* begin Excerpted data *

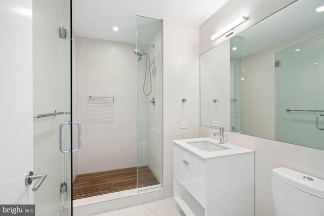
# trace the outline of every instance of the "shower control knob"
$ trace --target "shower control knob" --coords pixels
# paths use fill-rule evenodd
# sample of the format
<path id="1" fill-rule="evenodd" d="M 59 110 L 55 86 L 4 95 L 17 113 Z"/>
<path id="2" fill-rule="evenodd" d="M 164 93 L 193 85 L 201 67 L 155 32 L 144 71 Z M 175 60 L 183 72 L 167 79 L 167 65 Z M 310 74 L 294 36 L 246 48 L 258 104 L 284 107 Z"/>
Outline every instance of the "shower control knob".
<path id="1" fill-rule="evenodd" d="M 153 106 L 155 106 L 155 101 L 156 101 L 155 99 L 155 98 L 154 98 L 154 97 L 153 97 L 152 98 L 152 100 L 151 100 L 150 101 L 150 103 L 152 103 L 152 104 L 153 104 Z"/>

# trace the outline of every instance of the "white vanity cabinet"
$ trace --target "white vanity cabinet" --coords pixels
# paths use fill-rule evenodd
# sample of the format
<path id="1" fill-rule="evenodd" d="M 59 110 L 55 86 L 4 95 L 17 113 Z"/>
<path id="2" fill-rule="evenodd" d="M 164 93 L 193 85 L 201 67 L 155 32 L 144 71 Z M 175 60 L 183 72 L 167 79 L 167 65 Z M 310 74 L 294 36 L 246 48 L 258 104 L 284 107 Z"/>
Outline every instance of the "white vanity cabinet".
<path id="1" fill-rule="evenodd" d="M 254 215 L 254 151 L 233 144 L 197 150 L 213 138 L 174 141 L 174 196 L 187 216 Z M 188 144 L 188 145 L 187 145 Z M 234 149 L 234 150 L 233 150 Z"/>

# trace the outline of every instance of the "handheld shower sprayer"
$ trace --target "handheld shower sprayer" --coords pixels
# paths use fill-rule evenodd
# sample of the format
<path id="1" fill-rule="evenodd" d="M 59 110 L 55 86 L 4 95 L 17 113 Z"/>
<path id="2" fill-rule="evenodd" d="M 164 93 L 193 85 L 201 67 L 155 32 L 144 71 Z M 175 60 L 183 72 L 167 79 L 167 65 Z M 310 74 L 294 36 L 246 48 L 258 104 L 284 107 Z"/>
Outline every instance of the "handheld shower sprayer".
<path id="1" fill-rule="evenodd" d="M 154 45 L 144 45 L 140 49 L 139 51 L 137 50 L 135 50 L 134 51 L 134 53 L 136 55 L 137 57 L 137 61 L 139 62 L 142 60 L 142 57 L 145 57 L 145 75 L 144 79 L 144 83 L 143 83 L 143 92 L 144 95 L 146 96 L 150 95 L 151 93 L 152 92 L 152 77 L 151 75 L 151 63 L 150 62 L 150 57 L 147 53 L 144 51 L 144 49 L 147 47 L 153 47 L 154 49 Z M 148 59 L 148 70 L 149 71 L 149 76 L 150 76 L 150 91 L 149 93 L 146 94 L 145 93 L 145 82 L 146 82 L 146 76 L 147 74 L 147 59 Z"/>

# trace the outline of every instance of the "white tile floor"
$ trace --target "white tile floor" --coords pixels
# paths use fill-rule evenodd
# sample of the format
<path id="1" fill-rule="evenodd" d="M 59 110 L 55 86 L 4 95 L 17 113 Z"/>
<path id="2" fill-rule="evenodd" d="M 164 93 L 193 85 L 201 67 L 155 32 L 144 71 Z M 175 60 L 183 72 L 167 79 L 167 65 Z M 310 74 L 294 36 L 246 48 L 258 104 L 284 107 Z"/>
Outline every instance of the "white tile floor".
<path id="1" fill-rule="evenodd" d="M 92 216 L 185 216 L 173 198 L 147 202 Z"/>

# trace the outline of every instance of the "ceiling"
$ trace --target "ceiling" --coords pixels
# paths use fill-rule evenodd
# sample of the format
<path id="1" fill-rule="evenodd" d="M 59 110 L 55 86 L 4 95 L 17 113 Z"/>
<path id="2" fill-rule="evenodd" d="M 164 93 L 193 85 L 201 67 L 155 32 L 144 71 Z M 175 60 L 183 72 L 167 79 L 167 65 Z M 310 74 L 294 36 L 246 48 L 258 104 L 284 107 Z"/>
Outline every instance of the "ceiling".
<path id="1" fill-rule="evenodd" d="M 199 26 L 228 1 L 73 0 L 72 26 L 77 36 L 135 44 L 136 15 Z"/>

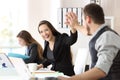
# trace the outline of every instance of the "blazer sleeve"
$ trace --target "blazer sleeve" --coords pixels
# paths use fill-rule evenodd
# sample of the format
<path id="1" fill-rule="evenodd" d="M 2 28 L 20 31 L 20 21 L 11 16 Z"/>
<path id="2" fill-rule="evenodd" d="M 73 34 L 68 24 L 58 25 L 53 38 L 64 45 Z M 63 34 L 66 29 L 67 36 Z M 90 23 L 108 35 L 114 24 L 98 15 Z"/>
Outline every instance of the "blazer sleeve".
<path id="1" fill-rule="evenodd" d="M 32 63 L 35 61 L 36 57 L 38 56 L 37 45 L 31 45 L 28 49 L 28 59 L 25 59 L 25 63 Z"/>

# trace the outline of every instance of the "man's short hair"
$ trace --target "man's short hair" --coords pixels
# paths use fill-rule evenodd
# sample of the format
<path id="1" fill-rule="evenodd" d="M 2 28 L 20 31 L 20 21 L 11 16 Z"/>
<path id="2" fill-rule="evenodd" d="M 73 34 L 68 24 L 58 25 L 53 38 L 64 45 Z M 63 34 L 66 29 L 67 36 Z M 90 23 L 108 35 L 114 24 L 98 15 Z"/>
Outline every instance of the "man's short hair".
<path id="1" fill-rule="evenodd" d="M 104 12 L 102 7 L 100 7 L 98 4 L 90 3 L 85 6 L 84 8 L 84 16 L 90 16 L 94 23 L 96 24 L 104 24 Z"/>

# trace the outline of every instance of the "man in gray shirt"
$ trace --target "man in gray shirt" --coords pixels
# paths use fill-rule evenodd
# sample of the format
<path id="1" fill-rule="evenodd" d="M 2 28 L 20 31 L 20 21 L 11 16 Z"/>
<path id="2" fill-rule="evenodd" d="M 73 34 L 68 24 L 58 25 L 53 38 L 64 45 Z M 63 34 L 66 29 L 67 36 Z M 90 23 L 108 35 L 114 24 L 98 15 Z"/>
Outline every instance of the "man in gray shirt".
<path id="1" fill-rule="evenodd" d="M 92 35 L 89 42 L 91 69 L 70 78 L 60 80 L 120 80 L 120 36 L 105 24 L 103 9 L 97 4 L 88 4 L 84 10 L 83 25 L 78 23 L 73 12 L 66 15 L 66 24 L 78 31 Z"/>

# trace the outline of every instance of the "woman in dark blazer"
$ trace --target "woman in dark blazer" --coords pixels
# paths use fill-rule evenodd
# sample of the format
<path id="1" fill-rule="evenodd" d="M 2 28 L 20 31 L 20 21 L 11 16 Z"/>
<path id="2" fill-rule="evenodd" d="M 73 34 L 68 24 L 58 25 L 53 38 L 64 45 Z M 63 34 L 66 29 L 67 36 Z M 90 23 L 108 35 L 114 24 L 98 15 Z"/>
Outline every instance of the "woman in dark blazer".
<path id="1" fill-rule="evenodd" d="M 52 64 L 52 70 L 68 76 L 74 75 L 70 46 L 77 40 L 77 31 L 71 29 L 70 36 L 61 34 L 46 20 L 39 23 L 38 31 L 45 40 L 43 56 L 46 58 L 39 68 Z"/>
<path id="2" fill-rule="evenodd" d="M 43 49 L 41 45 L 25 30 L 20 31 L 17 38 L 21 46 L 27 47 L 25 55 L 29 56 L 29 58 L 24 59 L 25 63 L 40 64 L 43 60 Z"/>

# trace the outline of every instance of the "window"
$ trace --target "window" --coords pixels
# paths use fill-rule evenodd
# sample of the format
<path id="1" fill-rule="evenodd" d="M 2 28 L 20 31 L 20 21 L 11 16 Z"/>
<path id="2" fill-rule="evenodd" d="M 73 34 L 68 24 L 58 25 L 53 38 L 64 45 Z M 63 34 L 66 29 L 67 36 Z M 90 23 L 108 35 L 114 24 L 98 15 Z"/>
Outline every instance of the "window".
<path id="1" fill-rule="evenodd" d="M 0 49 L 18 47 L 16 35 L 27 28 L 27 0 L 0 0 Z"/>

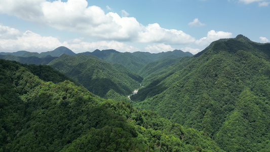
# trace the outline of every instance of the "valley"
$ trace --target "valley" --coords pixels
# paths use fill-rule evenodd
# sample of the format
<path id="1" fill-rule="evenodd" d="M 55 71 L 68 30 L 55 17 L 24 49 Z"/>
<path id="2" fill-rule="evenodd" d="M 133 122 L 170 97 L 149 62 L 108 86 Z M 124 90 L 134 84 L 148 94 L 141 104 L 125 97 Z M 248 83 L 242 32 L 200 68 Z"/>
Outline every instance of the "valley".
<path id="1" fill-rule="evenodd" d="M 61 47 L 0 58 L 14 61 L 0 59 L 0 151 L 270 148 L 269 43 L 238 35 L 195 55 Z"/>

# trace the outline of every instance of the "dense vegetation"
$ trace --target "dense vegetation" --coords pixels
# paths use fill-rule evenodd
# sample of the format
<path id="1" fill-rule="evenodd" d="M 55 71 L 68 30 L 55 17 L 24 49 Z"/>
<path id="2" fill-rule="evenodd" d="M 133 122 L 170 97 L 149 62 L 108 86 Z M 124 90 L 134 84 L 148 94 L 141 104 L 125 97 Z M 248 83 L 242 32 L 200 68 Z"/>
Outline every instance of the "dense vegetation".
<path id="1" fill-rule="evenodd" d="M 102 97 L 127 96 L 142 80 L 121 64 L 111 64 L 91 55 L 63 54 L 49 65 Z"/>
<path id="2" fill-rule="evenodd" d="M 0 55 L 0 59 L 8 60 L 11 61 L 16 61 L 24 64 L 33 64 L 35 65 L 47 64 L 50 62 L 55 59 L 57 57 L 48 56 L 44 58 L 38 58 L 36 56 L 30 56 L 24 57 L 17 56 L 14 55 L 7 54 L 6 55 Z"/>
<path id="3" fill-rule="evenodd" d="M 267 151 L 269 51 L 243 35 L 214 42 L 140 90 L 134 105 L 201 131 L 225 151 Z"/>
<path id="4" fill-rule="evenodd" d="M 19 51 L 16 52 L 13 52 L 13 53 L 6 53 L 6 52 L 0 52 L 0 55 L 12 55 L 9 57 L 4 57 L 2 56 L 2 59 L 7 59 L 9 60 L 16 60 L 17 61 L 22 63 L 22 62 L 24 62 L 24 63 L 28 63 L 27 62 L 27 60 L 33 60 L 33 57 L 35 57 L 35 58 L 33 58 L 33 59 L 36 59 L 36 58 L 44 58 L 46 57 L 59 57 L 60 55 L 61 55 L 63 54 L 67 54 L 70 55 L 75 55 L 76 54 L 74 52 L 73 52 L 71 50 L 69 50 L 69 49 L 65 47 L 58 47 L 54 50 L 52 51 L 48 51 L 45 52 L 42 52 L 41 53 L 38 53 L 37 52 L 30 52 L 26 51 Z M 16 58 L 14 56 L 17 56 L 19 57 L 19 58 Z M 12 57 L 13 56 L 13 57 Z M 12 58 L 15 58 L 15 59 L 12 59 Z M 28 57 L 31 57 L 31 58 L 28 58 Z M 12 59 L 11 60 L 10 59 L 10 58 Z M 24 59 L 24 60 L 23 60 Z M 48 62 L 49 63 L 49 62 Z M 31 64 L 35 64 L 34 63 L 31 63 Z M 45 63 L 45 64 L 47 64 Z"/>
<path id="5" fill-rule="evenodd" d="M 120 53 L 114 50 L 96 50 L 93 52 L 85 52 L 84 54 L 91 54 L 109 63 L 122 64 L 130 70 L 137 73 L 146 64 L 166 58 L 179 58 L 184 56 L 192 56 L 189 52 L 183 52 L 175 50 L 159 53 L 136 52 L 134 53 Z"/>
<path id="6" fill-rule="evenodd" d="M 222 151 L 195 129 L 21 65 L 0 59 L 0 151 Z"/>
<path id="7" fill-rule="evenodd" d="M 97 50 L 49 64 L 74 81 L 1 60 L 0 151 L 268 151 L 270 44 L 239 35 L 182 53 Z"/>

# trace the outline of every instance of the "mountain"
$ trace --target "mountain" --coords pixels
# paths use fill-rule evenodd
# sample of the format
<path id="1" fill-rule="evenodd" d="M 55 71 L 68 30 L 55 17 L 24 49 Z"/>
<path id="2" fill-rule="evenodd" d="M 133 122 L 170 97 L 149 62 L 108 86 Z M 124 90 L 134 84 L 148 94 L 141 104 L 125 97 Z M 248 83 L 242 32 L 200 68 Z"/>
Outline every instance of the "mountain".
<path id="1" fill-rule="evenodd" d="M 60 47 L 52 51 L 47 51 L 42 52 L 40 54 L 37 52 L 30 52 L 25 51 L 20 51 L 16 52 L 1 52 L 0 55 L 13 55 L 16 56 L 22 57 L 36 57 L 40 58 L 46 58 L 48 57 L 59 57 L 63 54 L 67 54 L 70 55 L 75 55 L 76 54 L 71 50 L 65 47 Z M 25 58 L 27 60 L 27 58 Z M 20 61 L 18 61 L 20 62 Z M 27 62 L 24 61 L 24 62 Z"/>
<path id="2" fill-rule="evenodd" d="M 17 56 L 13 54 L 7 54 L 6 55 L 0 55 L 0 59 L 9 60 L 11 61 L 16 61 L 23 64 L 34 64 L 36 65 L 47 64 L 51 61 L 57 58 L 56 57 L 48 56 L 45 58 L 40 58 L 35 56 L 30 56 L 23 57 Z"/>
<path id="3" fill-rule="evenodd" d="M 101 97 L 108 93 L 127 96 L 139 87 L 142 80 L 123 66 L 112 65 L 91 55 L 63 54 L 48 65 Z"/>
<path id="4" fill-rule="evenodd" d="M 9 52 L 0 52 L 0 55 L 8 55 L 11 54 L 17 56 L 21 56 L 23 54 L 27 52 L 26 51 L 19 51 L 16 52 L 9 53 Z"/>
<path id="5" fill-rule="evenodd" d="M 192 56 L 189 52 L 183 52 L 179 50 L 159 53 L 136 52 L 134 53 L 121 53 L 114 50 L 96 50 L 93 52 L 84 52 L 82 54 L 92 55 L 109 63 L 119 63 L 131 71 L 137 73 L 147 63 L 167 58 L 179 58 L 183 56 Z"/>
<path id="6" fill-rule="evenodd" d="M 17 62 L 0 59 L 0 151 L 223 151 L 196 130 Z"/>
<path id="7" fill-rule="evenodd" d="M 70 55 L 75 55 L 76 54 L 73 52 L 69 49 L 65 47 L 60 47 L 52 51 L 48 51 L 40 53 L 40 57 L 45 57 L 48 55 L 53 57 L 59 57 L 63 54 L 66 54 Z"/>
<path id="8" fill-rule="evenodd" d="M 167 73 L 164 70 L 167 75 L 131 96 L 134 105 L 198 129 L 225 151 L 266 151 L 269 52 L 270 44 L 242 35 L 214 42 L 202 53 L 171 64 Z"/>

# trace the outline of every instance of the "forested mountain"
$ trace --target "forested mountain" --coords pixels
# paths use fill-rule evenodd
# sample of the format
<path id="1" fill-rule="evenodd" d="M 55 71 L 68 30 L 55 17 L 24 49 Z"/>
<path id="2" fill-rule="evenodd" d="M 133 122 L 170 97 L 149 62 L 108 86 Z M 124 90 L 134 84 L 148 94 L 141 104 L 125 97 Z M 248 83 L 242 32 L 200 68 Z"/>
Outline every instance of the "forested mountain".
<path id="1" fill-rule="evenodd" d="M 134 72 L 138 72 L 148 63 L 165 58 L 179 58 L 184 56 L 192 56 L 189 52 L 183 52 L 175 50 L 159 53 L 136 52 L 121 53 L 114 50 L 96 50 L 93 52 L 84 52 L 84 54 L 91 54 L 109 63 L 117 63 L 125 66 Z"/>
<path id="2" fill-rule="evenodd" d="M 127 96 L 142 80 L 121 65 L 112 65 L 91 55 L 63 54 L 48 65 L 103 97 L 115 94 Z"/>
<path id="3" fill-rule="evenodd" d="M 0 151 L 223 151 L 194 129 L 30 66 L 0 59 Z M 56 83 L 31 72 L 46 68 Z"/>
<path id="4" fill-rule="evenodd" d="M 36 56 L 23 57 L 15 56 L 12 54 L 7 54 L 6 55 L 0 55 L 0 59 L 11 61 L 16 61 L 23 64 L 34 64 L 35 65 L 47 64 L 50 63 L 50 62 L 57 58 L 57 57 L 52 57 L 50 55 L 41 58 Z"/>
<path id="5" fill-rule="evenodd" d="M 213 42 L 139 90 L 134 106 L 198 129 L 225 151 L 267 151 L 269 52 L 270 44 L 242 35 Z"/>
<path id="6" fill-rule="evenodd" d="M 18 57 L 26 57 L 26 58 L 24 58 L 24 60 L 27 60 L 28 58 L 27 57 L 36 57 L 40 58 L 48 57 L 59 57 L 63 54 L 67 54 L 70 55 L 76 55 L 75 53 L 65 47 L 60 47 L 54 49 L 53 51 L 42 52 L 40 54 L 37 52 L 30 52 L 26 51 L 19 51 L 13 53 L 0 52 L 0 55 L 13 55 Z M 7 59 L 9 60 L 8 58 Z M 21 61 L 25 63 L 27 63 L 21 59 L 18 61 L 21 62 Z"/>

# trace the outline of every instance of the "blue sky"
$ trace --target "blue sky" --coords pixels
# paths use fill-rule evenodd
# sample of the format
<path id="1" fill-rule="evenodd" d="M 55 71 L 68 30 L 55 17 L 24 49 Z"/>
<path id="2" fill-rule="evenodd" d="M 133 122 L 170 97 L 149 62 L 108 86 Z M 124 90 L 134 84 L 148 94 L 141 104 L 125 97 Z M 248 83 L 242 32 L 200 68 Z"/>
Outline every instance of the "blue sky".
<path id="1" fill-rule="evenodd" d="M 196 54 L 243 34 L 270 42 L 270 0 L 1 0 L 0 52 Z"/>

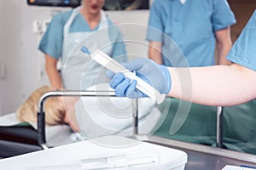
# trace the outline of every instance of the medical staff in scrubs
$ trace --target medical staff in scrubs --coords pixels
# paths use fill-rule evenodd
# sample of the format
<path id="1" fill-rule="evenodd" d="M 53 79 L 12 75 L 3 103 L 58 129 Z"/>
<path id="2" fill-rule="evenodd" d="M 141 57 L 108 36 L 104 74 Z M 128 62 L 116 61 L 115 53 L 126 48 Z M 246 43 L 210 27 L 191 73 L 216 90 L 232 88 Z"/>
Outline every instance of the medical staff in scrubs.
<path id="1" fill-rule="evenodd" d="M 76 52 L 81 42 L 91 50 L 101 48 L 119 61 L 126 60 L 121 33 L 102 10 L 104 2 L 83 0 L 81 7 L 60 13 L 52 19 L 39 49 L 45 54 L 45 69 L 53 88 L 78 90 L 96 83 L 101 66 L 89 56 Z M 61 75 L 57 69 L 60 59 Z"/>
<path id="2" fill-rule="evenodd" d="M 230 27 L 235 23 L 226 0 L 155 0 L 147 33 L 148 57 L 166 66 L 229 65 L 225 57 L 232 46 Z M 172 43 L 177 43 L 183 56 Z"/>
<path id="3" fill-rule="evenodd" d="M 136 71 L 138 76 L 150 82 L 162 94 L 207 105 L 235 105 L 256 98 L 255 44 L 256 10 L 227 55 L 227 60 L 232 62 L 230 65 L 174 68 L 140 58 L 125 64 L 125 66 Z M 189 69 L 189 77 L 178 76 L 186 69 Z M 112 79 L 110 87 L 115 89 L 118 96 L 145 96 L 136 88 L 136 81 L 130 83 L 131 80 L 125 78 L 123 73 L 107 73 Z M 181 84 L 181 78 L 189 79 L 191 82 L 189 87 Z M 183 86 L 186 92 L 189 92 L 189 88 L 192 95 L 182 94 Z"/>

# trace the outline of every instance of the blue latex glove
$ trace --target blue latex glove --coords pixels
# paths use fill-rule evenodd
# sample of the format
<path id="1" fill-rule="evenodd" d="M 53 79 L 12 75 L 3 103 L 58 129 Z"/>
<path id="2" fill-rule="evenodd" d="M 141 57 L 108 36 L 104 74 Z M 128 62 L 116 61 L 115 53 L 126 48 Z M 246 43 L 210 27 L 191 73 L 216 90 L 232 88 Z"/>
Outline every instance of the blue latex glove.
<path id="1" fill-rule="evenodd" d="M 160 94 L 168 94 L 171 90 L 171 76 L 168 69 L 146 58 L 138 58 L 131 62 L 123 63 L 125 67 L 159 90 Z M 143 93 L 136 88 L 137 81 L 125 78 L 121 72 L 114 74 L 111 71 L 106 72 L 111 79 L 109 85 L 115 90 L 119 97 L 141 98 L 146 97 Z"/>

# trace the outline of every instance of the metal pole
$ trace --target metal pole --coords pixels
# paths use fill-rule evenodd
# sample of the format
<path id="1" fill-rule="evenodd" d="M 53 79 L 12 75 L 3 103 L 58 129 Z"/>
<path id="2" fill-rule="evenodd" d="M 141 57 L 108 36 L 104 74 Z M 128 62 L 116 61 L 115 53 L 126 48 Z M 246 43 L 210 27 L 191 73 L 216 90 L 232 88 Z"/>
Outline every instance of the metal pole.
<path id="1" fill-rule="evenodd" d="M 138 129 L 137 129 L 137 127 L 138 127 L 138 99 L 133 99 L 133 107 L 132 109 L 135 109 L 134 110 L 134 113 L 132 114 L 133 116 L 133 120 L 132 120 L 132 128 L 133 128 L 133 135 L 136 135 L 138 133 Z"/>
<path id="2" fill-rule="evenodd" d="M 217 107 L 217 146 L 223 148 L 223 107 Z"/>

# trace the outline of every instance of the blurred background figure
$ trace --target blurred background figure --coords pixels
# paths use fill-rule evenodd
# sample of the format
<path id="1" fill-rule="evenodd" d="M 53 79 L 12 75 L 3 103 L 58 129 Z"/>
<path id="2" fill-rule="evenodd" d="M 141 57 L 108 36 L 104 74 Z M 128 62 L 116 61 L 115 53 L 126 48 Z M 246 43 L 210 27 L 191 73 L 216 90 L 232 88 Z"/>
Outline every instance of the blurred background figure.
<path id="1" fill-rule="evenodd" d="M 226 0 L 155 0 L 147 33 L 148 57 L 167 66 L 230 65 L 225 57 L 232 46 L 230 27 L 235 23 Z M 182 56 L 172 50 L 172 43 L 177 43 Z M 189 65 L 178 59 L 183 56 Z"/>
<path id="2" fill-rule="evenodd" d="M 39 49 L 45 54 L 45 70 L 53 88 L 80 89 L 83 71 L 86 71 L 87 77 L 84 77 L 82 88 L 95 83 L 99 65 L 89 62 L 89 56 L 86 58 L 74 52 L 82 40 L 93 50 L 104 48 L 102 50 L 113 58 L 122 55 L 119 61 L 126 60 L 121 33 L 102 9 L 104 3 L 104 0 L 83 0 L 82 6 L 60 13 L 52 19 Z M 101 33 L 94 36 L 96 32 Z M 84 39 L 88 37 L 93 38 Z M 61 58 L 62 76 L 57 67 Z"/>

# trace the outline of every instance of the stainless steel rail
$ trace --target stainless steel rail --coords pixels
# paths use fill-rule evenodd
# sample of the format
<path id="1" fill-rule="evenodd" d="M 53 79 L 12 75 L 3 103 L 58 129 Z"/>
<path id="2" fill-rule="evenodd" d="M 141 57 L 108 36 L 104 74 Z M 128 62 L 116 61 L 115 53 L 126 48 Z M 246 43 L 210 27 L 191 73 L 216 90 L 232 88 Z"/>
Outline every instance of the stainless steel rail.
<path id="1" fill-rule="evenodd" d="M 216 132 L 216 142 L 217 146 L 223 148 L 223 107 L 217 107 L 217 132 Z"/>
<path id="2" fill-rule="evenodd" d="M 53 91 L 44 94 L 39 99 L 38 110 L 38 142 L 43 149 L 48 149 L 45 139 L 45 113 L 44 104 L 49 97 L 58 96 L 86 96 L 86 97 L 116 97 L 113 91 Z M 137 108 L 137 99 L 135 99 L 135 106 Z M 137 133 L 137 112 L 133 114 L 133 133 Z"/>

* end Excerpted data *

Quote only the lines from the line containing "# trace the outline of every instance of the stainless" through the end of the listing, please, keeping both the first and the last line.

**Task result:**
# trace the outline of every instance of the stainless steel rail
$ trace --target stainless steel rail --coords pixels
# paths use fill-rule evenodd
# sample of the format
<path id="1" fill-rule="evenodd" d="M 53 79 L 12 75 L 3 103 L 58 129 Z"/>
<path id="2" fill-rule="evenodd" d="M 141 57 L 108 36 L 104 74 Z M 128 62 L 116 61 L 115 53 L 126 48 Z M 246 43 L 210 27 L 191 73 L 216 90 L 232 88 Z"/>
Outline every instance of the stainless steel rail.
<path id="1" fill-rule="evenodd" d="M 216 132 L 216 142 L 217 146 L 223 148 L 223 107 L 217 107 L 217 132 Z"/>
<path id="2" fill-rule="evenodd" d="M 53 91 L 44 94 L 39 99 L 38 110 L 38 142 L 43 149 L 48 149 L 45 139 L 45 113 L 44 104 L 49 97 L 58 96 L 86 96 L 86 97 L 116 97 L 113 91 Z M 137 108 L 137 99 L 135 99 L 135 106 Z M 137 133 L 137 112 L 133 114 L 133 133 Z"/>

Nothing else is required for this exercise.